Exactly retype the opening line of the entries and every line after it, ending with the line that contains "Value: dark foreground water". Skip all pictures.

- **Provided records**:
____

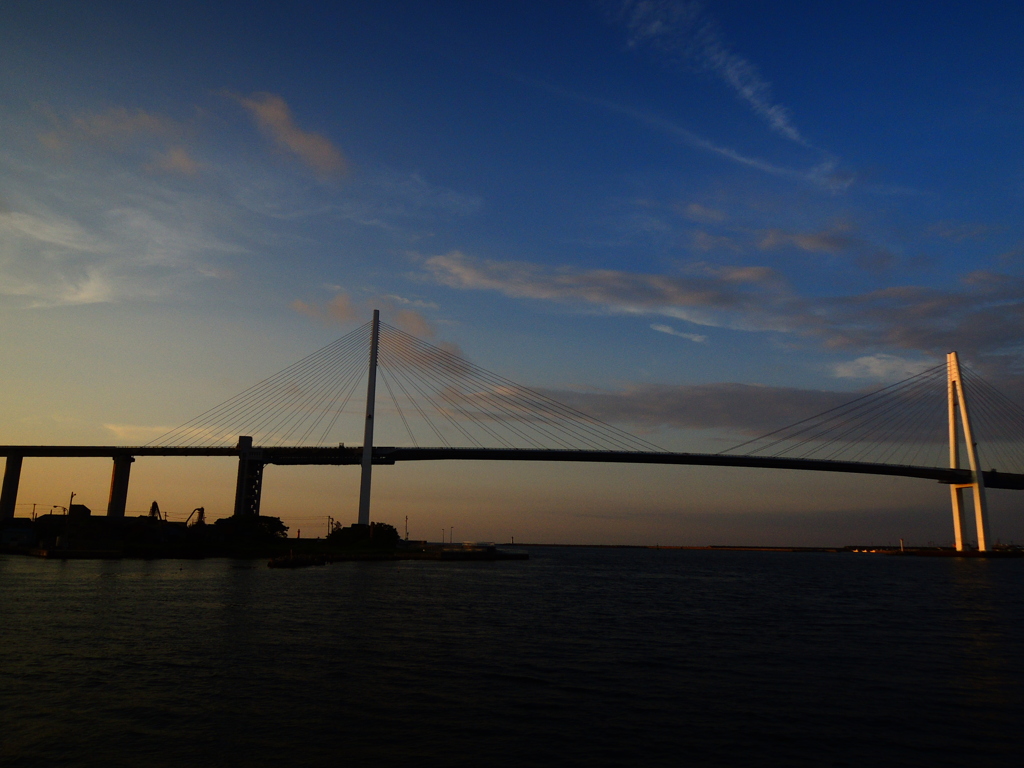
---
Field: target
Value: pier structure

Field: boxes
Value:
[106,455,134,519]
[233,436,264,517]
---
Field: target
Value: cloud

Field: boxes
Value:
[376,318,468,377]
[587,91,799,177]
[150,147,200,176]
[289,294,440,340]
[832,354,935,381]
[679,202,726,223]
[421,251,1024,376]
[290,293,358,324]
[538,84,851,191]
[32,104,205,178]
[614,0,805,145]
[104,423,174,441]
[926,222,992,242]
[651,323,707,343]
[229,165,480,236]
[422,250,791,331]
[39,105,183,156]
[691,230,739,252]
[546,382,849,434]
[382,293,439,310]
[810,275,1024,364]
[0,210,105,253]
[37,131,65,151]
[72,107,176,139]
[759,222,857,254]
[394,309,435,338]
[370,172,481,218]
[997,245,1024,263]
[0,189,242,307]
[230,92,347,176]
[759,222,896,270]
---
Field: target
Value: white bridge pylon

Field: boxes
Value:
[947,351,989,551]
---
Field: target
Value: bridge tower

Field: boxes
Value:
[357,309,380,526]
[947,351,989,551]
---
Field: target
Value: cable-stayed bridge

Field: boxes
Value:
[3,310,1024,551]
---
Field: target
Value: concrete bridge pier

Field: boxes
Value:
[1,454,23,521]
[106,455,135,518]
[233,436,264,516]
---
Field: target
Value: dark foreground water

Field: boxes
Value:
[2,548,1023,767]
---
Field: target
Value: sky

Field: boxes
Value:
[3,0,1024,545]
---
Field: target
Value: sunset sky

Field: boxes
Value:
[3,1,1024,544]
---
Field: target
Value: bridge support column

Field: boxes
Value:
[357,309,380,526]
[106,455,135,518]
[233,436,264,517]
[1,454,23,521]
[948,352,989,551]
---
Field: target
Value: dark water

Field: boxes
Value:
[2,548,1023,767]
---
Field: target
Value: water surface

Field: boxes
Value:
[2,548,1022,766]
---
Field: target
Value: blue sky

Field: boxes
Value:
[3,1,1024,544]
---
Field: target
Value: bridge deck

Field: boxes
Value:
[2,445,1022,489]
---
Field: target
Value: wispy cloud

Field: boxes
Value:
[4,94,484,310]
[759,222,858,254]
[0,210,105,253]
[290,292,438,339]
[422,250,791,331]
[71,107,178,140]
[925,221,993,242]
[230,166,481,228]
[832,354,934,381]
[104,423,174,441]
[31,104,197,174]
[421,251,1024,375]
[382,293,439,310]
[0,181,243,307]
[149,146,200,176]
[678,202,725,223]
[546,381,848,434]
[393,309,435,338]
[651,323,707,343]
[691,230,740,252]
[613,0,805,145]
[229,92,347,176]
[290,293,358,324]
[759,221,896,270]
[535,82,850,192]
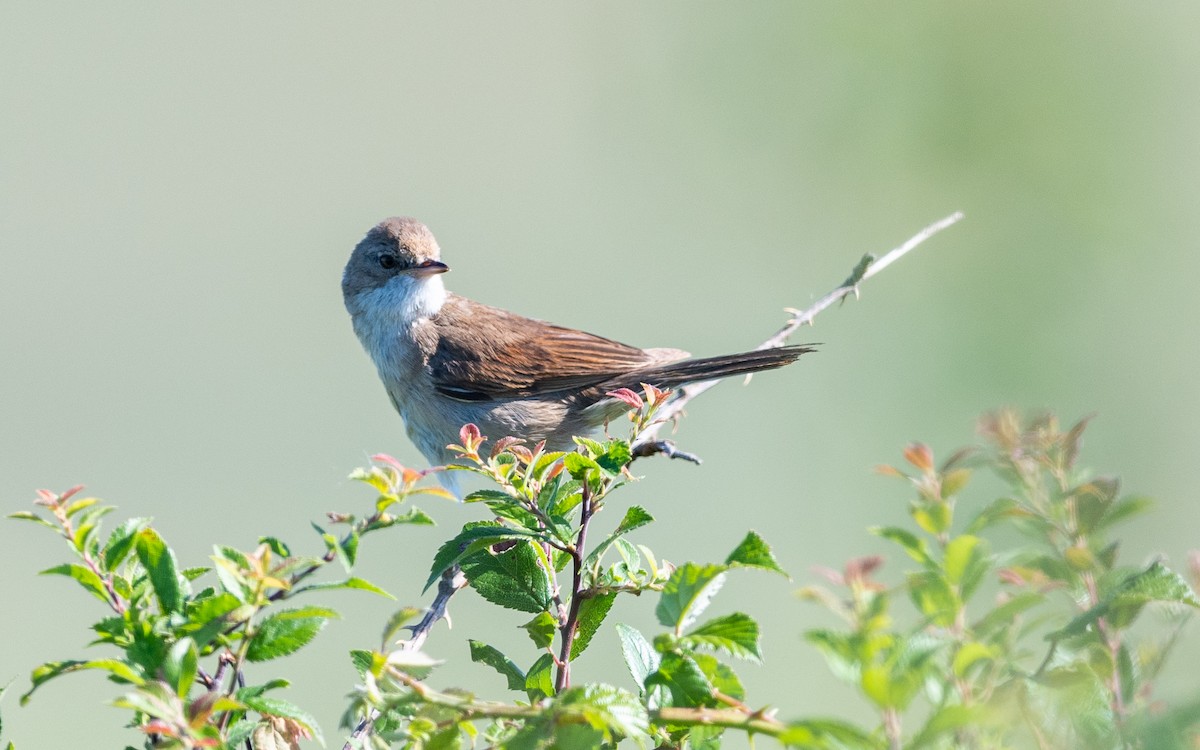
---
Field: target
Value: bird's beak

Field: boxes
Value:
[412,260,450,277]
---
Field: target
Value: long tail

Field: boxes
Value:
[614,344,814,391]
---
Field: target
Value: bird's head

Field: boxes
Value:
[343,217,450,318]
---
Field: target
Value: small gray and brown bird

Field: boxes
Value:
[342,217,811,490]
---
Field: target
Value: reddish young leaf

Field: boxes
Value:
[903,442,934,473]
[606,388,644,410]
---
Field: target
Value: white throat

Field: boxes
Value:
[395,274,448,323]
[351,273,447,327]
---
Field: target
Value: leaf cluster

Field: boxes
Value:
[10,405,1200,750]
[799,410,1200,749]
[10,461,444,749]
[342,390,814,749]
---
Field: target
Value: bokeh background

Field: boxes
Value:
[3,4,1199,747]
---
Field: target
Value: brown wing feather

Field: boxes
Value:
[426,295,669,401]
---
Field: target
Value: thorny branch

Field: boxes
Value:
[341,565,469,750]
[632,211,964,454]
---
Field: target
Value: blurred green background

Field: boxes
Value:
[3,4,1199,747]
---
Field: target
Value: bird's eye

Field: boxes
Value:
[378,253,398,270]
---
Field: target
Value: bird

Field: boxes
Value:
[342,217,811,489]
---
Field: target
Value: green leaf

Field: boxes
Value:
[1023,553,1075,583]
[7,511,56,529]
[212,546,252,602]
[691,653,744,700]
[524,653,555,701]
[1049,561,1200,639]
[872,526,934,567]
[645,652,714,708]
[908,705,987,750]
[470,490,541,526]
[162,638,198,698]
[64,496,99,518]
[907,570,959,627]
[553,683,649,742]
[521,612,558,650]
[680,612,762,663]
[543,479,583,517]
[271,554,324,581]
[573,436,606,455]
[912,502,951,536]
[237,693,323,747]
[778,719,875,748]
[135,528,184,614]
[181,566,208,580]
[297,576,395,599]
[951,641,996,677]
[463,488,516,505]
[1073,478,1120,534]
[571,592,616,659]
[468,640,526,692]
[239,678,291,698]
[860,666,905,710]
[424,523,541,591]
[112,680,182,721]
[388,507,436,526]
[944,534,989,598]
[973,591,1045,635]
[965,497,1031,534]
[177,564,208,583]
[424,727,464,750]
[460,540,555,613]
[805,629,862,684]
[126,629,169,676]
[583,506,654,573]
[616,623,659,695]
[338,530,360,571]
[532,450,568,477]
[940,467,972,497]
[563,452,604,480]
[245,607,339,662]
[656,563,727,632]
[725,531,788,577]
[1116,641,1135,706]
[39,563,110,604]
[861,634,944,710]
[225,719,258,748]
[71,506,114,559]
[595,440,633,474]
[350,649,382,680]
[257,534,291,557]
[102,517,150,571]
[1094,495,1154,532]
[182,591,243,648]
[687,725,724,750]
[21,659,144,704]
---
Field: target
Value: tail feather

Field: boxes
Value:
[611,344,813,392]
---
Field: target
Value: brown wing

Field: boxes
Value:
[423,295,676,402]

____

- **Solved exercise**:
---
Field: target
Value: pier structure

Field: boxes
Value:
[106,455,134,519]
[233,436,264,517]
---
Field: target
Value: cloud

Field: boxes
Value:
[376,318,468,377]
[587,91,799,177]
[150,147,200,176]
[289,294,440,340]
[832,354,935,381]
[679,202,726,223]
[421,251,1024,376]
[290,293,358,324]
[538,84,851,191]
[32,104,205,178]
[614,0,805,145]
[104,423,174,441]
[926,222,992,242]
[651,323,707,343]
[229,165,480,236]
[422,250,791,331]
[39,105,183,156]
[691,230,739,252]
[546,382,849,434]
[382,293,439,310]
[810,275,1024,364]
[0,210,105,253]
[37,131,65,151]
[72,107,176,139]
[759,222,857,254]
[394,309,435,338]
[370,172,481,218]
[997,245,1024,263]
[0,189,242,307]
[230,92,347,176]
[759,222,896,270]
---
Field: target
Value: white bridge pylon

Field: boxes
Value:
[947,351,989,551]
---
Field: target
Value: bridge tower

Field: boxes
Value:
[357,309,380,526]
[947,351,989,551]
---
Field: target
Value: cable-stayed bridge

Field: boxes
Value:
[3,310,1024,551]
---
Field: target
Value: concrete bridge pier

Field: boxes
Value:
[1,454,23,521]
[106,455,135,518]
[233,436,264,516]
---
Field: target
Value: dark foreground water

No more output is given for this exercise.